Page extract
# New to me Case 530 loader tractor with arched eagle hitch arms.



## nastcat (Sep 11, 2020)

I very recently purchased a Case 530 (that is what I was told it is) from a dealer. It looks to be someone's restoration project that was about 90% complete. The seat isn't on right and the dash is incomplete and nothing seems to be hooked up, including the hand throttle and the direct drive lever. I didn't figure out that it was a case-o-matic until I started to load it. What I am wondering right now is are these eagle hitch arms supposed to be arched or are they supposed to be straight. Has anyone ever cut these apart and installed new tubes on them.


----------



## bbirder (Feb 26, 2006)

Many years ago I owned a Case 830. It also had the Eagle hitches on it and I can guarantee those arms are bent not arched. The main problem I had with the Eagle was the arms were fixed and would not "float" side to side. I finally put my mind to changing that. I found an old tractor sitting out in a field that was unrepairable that had the newer type arms. After speaking with the farmer about acquiring them we came to an agreement and I swapped something he needed. I installed them on my tractor with a few mods and it worked for me for years.

Extracted information
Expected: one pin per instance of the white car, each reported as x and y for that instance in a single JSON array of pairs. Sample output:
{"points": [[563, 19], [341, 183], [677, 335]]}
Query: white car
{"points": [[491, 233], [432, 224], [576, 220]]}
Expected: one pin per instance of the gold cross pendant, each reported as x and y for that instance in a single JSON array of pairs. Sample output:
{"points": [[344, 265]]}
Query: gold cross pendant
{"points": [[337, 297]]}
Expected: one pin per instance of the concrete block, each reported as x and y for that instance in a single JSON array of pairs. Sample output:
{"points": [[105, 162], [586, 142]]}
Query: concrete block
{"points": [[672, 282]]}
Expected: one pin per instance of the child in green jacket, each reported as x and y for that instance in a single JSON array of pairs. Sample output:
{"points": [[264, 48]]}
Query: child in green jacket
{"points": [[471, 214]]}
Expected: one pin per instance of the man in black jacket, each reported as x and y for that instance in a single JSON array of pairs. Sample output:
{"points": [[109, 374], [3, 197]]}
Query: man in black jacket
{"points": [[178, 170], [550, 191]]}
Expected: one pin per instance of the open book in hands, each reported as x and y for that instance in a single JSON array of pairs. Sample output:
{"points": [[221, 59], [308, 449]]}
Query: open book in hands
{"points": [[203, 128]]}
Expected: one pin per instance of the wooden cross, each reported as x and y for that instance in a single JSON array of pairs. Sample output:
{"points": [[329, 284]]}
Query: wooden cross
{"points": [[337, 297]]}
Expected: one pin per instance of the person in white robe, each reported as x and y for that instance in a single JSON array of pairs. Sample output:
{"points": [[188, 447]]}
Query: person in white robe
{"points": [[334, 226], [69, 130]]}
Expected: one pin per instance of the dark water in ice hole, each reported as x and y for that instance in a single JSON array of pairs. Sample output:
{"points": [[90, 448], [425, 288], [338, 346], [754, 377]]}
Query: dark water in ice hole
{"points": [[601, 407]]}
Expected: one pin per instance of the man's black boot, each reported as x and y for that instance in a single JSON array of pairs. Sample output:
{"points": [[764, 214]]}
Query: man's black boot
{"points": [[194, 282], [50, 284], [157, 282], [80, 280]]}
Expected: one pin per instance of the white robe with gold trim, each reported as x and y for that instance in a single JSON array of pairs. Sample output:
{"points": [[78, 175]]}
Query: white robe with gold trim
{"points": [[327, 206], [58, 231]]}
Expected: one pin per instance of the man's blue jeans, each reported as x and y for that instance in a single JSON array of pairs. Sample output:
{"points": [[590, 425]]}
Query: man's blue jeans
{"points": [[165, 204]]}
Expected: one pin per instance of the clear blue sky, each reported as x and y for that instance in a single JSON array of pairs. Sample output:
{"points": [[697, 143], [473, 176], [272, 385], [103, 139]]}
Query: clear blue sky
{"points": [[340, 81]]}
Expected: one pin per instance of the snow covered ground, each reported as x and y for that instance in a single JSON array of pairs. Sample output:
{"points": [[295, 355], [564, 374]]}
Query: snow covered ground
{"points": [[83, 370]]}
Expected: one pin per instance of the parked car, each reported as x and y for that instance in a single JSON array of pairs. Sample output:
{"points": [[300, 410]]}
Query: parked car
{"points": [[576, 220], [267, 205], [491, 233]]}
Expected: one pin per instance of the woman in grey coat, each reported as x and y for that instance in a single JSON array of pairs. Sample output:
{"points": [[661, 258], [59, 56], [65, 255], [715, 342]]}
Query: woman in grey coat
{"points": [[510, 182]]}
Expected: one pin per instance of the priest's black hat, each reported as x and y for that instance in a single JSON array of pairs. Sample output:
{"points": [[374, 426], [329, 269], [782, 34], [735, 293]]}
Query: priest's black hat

Aim
Copy out the entire forum thread above about the Case 530 eagle hitch arms, word for word and without any changes.

Result of the task
# New to me Case 530 loader tractor with arched eagle hitch arms.



## nastcat (Sep 11, 2020)

I very recently purchased a Case 530 (that is what I was told it is) from a dealer. It looks to be someone's restoration project that was about 90% complete. The seat isn't on right and the dash is incomplete and nothing seems to be hooked up, including the hand throttle and the direct drive lever. I didn't figure out that it was a case-o-matic until I started to load it. What I am wondering right now is are these eagle hitch arms supposed to be arched or are they supposed to be straight. Has anyone ever cut these apart and installed new tubes on them.


----------



## bbirder (Feb 26, 2006)

Many years ago I owned a Case 830. It also had the Eagle hitches on it and I can guarantee those arms are bent not arched. The main problem I had with the Eagle was the arms were fixed and would not "float" side to side. I finally put my mind to changing that. I found an old tractor sitting out in a field that was unrepairable that had the newer type arms. After speaking with the farmer about acquiring them we came to an agreement and I swapped something he needed. I installed them on my tractor with a few mods and it worked for me for years.